§ TASK DESCRIPTION
Every line below is to be quoted exactly, with nothing added or dropped.

§ THE RECORDS
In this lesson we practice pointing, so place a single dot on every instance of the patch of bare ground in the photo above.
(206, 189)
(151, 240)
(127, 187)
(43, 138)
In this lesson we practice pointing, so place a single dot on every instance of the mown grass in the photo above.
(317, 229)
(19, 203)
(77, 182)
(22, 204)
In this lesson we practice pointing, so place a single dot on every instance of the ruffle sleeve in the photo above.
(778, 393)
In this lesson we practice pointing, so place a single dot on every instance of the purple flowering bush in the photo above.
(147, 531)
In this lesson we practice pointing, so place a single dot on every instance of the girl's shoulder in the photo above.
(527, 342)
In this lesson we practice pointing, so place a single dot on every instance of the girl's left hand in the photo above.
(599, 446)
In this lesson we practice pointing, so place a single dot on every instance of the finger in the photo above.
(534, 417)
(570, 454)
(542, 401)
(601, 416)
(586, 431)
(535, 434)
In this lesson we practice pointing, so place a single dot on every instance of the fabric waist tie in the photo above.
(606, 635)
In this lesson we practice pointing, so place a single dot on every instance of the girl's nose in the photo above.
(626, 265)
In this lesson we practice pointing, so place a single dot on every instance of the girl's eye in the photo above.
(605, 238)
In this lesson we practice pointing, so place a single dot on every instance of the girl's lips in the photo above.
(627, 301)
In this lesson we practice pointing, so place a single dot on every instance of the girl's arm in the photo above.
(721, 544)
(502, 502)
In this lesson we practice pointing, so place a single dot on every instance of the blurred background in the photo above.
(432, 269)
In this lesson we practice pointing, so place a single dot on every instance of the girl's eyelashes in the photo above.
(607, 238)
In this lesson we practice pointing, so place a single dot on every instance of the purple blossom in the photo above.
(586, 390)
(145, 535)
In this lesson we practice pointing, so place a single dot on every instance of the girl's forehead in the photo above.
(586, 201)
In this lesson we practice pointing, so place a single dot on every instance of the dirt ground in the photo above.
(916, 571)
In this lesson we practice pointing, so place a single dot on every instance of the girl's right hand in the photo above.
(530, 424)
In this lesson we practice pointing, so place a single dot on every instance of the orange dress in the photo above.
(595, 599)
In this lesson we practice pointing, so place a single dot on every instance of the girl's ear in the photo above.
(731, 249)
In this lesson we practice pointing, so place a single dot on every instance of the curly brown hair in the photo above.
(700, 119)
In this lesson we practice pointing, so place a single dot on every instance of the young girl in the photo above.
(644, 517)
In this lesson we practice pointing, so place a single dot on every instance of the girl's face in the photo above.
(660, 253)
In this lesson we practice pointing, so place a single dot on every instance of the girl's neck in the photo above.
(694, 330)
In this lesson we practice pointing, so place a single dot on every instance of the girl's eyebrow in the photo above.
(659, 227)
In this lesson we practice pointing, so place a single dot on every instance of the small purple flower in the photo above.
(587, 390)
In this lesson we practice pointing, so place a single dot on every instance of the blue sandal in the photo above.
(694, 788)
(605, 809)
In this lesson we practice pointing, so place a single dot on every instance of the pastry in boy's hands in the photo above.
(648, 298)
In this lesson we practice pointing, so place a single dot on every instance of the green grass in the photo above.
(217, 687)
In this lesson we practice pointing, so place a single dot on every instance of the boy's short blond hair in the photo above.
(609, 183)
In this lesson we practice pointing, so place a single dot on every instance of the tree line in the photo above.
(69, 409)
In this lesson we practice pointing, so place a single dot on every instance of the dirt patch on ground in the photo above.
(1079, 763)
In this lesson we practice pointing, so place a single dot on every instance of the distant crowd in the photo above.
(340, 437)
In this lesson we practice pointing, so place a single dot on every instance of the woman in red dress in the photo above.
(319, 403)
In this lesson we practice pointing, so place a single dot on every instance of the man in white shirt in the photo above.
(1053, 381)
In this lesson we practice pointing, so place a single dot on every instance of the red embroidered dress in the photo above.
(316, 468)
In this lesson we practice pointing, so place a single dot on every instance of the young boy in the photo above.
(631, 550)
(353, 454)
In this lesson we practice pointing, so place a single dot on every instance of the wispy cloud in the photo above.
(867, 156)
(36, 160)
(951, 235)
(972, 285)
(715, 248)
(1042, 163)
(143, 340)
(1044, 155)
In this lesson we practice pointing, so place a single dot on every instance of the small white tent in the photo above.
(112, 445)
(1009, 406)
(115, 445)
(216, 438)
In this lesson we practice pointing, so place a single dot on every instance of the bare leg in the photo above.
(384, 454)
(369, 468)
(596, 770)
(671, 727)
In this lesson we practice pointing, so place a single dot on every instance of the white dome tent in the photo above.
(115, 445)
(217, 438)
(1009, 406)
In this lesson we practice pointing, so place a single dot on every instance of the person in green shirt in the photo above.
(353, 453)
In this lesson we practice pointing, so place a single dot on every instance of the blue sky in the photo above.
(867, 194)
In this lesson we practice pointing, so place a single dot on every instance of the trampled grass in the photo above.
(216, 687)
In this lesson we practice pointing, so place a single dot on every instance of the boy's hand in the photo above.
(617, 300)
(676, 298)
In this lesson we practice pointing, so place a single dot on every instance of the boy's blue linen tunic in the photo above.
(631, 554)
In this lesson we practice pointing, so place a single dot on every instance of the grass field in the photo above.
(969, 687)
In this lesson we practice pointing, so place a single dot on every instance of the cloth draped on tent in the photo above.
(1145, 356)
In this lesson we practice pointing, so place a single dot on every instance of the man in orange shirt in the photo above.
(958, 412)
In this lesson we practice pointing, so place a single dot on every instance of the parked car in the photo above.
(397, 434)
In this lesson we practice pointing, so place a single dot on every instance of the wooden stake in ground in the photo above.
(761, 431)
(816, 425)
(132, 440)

§ ANSWER TO THIS EXERCISE
In this lesson we practice pointing, so place a single dot on every instance of the patch of bare ground in the photo above.
(206, 189)
(151, 240)
(127, 187)
(43, 138)
In this lesson we practice pointing, so place a single dot on every instance of the mown grass in the photo above.
(317, 229)
(19, 203)
(77, 182)
(22, 204)
In this lesson we practice pointing, so place a single dot on every instance of the ruffle sleeve in the photo above.
(778, 393)
In this lesson we practice pointing, so place a single dot on every instance of the purple flowering bush in the photo above.
(147, 531)
In this lesson we practice pointing, so place a single dot on every instance of the girl's shoulder in the photo above.
(527, 342)
In this lesson we practice pointing, so place a single dot on every instance of the girl's left hand in the photo above.
(599, 446)
In this lesson we practice pointing, so place a single dot on every instance of the finger in the photo above.
(534, 417)
(570, 454)
(542, 401)
(601, 416)
(586, 431)
(535, 434)
In this lesson we practice pointing, so place a single dot on every instance of the fabric waist tie in the photo above.
(606, 635)
In this lesson we practice pointing, so place a single dot on every instance of the girl's nose in the photo above.
(626, 265)
In this lesson we practice pointing, so place a single dot on every instance of the girl's eye in the photo above.
(605, 238)
In this lesson we practice pointing, so place a single dot on every instance of the girl's lips in the photo above.
(627, 301)
In this lesson we practice pointing, so place a single dot on every instance of the girl's arm in the photo above.
(721, 544)
(502, 502)
In this lesson we practice pointing, so place a single dot on every instance of the blurred background in the photo above.
(432, 269)
In this lesson we practice pointing, so place a single dot on every instance of the girl's eyelashes in the photo above.
(607, 238)
In this lesson we practice pointing, so place a single dot on every instance of the purple blossom in the photo above.
(586, 390)
(145, 535)
In this lesson we practice pointing, so place a single dot on every instance of the girl's forehead in the photo above.
(586, 201)
In this lesson we practice pointing, so place a single dot on every instance of the dirt ground in the photo above.
(916, 571)
In this lesson we practice pointing, so place a single dot on every instance of the girl's right hand in the photo above.
(530, 424)
In this lesson we practice pointing, so place a single dot on every instance of the orange dress in the photo above.
(595, 599)
In this lesson we practice pointing, so place a single dot on every instance of the girl's ear in the photo above.
(731, 249)
In this lesson we practice pointing, so place a single dot on every instance of the curly brown hair in the photo above.
(700, 119)
In this lesson we practice pointing, so place a single dot on every instance of the young girl in the photo above.
(644, 517)
In this lesson we practice pointing, so place a single dot on every instance of the girl's face in the photo above.
(660, 253)
In this lesson we practice pointing, so place a single dot on every instance of the girl's neck in the photo above.
(694, 330)
In this lesson we practice pointing, so place a single dot on every instance of the girl's eyebrow in the photo above.
(659, 227)
In this lesson we practice pointing, so place a single dot on every instance of the small purple flower in the photo above.
(587, 390)
In this lesson we practice pointing, so place a single dot on every instance of the blue sandal in the photo above.
(694, 788)
(605, 809)
In this lesson we practice pointing, so place a single dot on every instance of the pastry in boy's hands in the photo above.
(648, 298)
In this lesson we practice pointing, so place a single dot on every instance of the green grass in the photo above.
(217, 687)
In this lesson we practice pointing, so place a single dot on every instance of the boy's short blond hair in the photo above.
(609, 183)
In this lesson we practice pointing, so place a single dot on every instance of the tree line in the photo above.
(69, 409)
In this lesson we practice pointing, so place a single dot on every instance of the dirt patch on ground in the photo above.
(1079, 763)
In this lesson we practice pointing, so place a single dot on every instance of the distant crowd in the photo above.
(340, 437)
In this lesson we practice pointing, so place a single dot on every instance of the woman in red dress in the photo above.
(319, 403)
In this lesson we practice pointing, so place a single dot on every instance of the man in white shirt in the photo above.
(1053, 381)
In this lesson we practice pointing, so place a single dot on every instance of the red embroidered dress in the photo above.
(316, 468)
In this lesson we practice pointing, so place a single dot on every instance of the young boy in the photo above.
(631, 550)
(353, 454)
In this lesson we practice pointing, so place a single dot on every instance of the wispy cloud in the photo above.
(867, 156)
(36, 160)
(951, 235)
(972, 285)
(715, 248)
(1042, 163)
(143, 340)
(1044, 155)
In this lesson we practice pointing, so place a single dot on every instance of the small white tent in the photo above.
(112, 445)
(1009, 406)
(115, 445)
(216, 438)
In this lesson we practice pointing, so place a single dot on every instance of the bare leg in the photo above.
(384, 454)
(369, 468)
(596, 770)
(671, 727)
In this lesson we practice pointing, so place a single dot on every instance of the white dome tent in the photo above.
(115, 445)
(217, 438)
(1009, 406)
In this lesson we practice pointing, so place a single dot on every instance of the person in green shirt in the photo above.
(353, 453)
In this lesson we practice pointing, so place a single dot on every instance of the blue sky in the photo above.
(867, 194)
In this lesson we practice pointing, so place a single dot on every instance of the trampled grass in the photo above.
(216, 687)
In this lesson we practice pointing, so place a single dot on every instance of the boy's hand in the photo above.
(617, 300)
(676, 298)
In this lesson we practice pointing, so place a single dot on every instance of the boy's blue linen tunic in the photo above.
(631, 554)
In this lesson we practice pointing, so place a single dot on every instance of the grass field in the photo above.
(969, 687)
In this lesson we practice pointing, so place a single dot on every instance of the cloth draped on tent in the photo above.
(1145, 356)
In this lesson we practice pointing, so place a single dot on every instance of the man in orange shirt in the photo above.
(958, 412)
In this lesson we practice pointing, so place a single dot on every instance of the parked car in the photo above.
(397, 434)
In this lesson we practice pointing, so place a single dot on every instance of the wooden stake in ground in the photo above.
(761, 431)
(816, 425)
(132, 440)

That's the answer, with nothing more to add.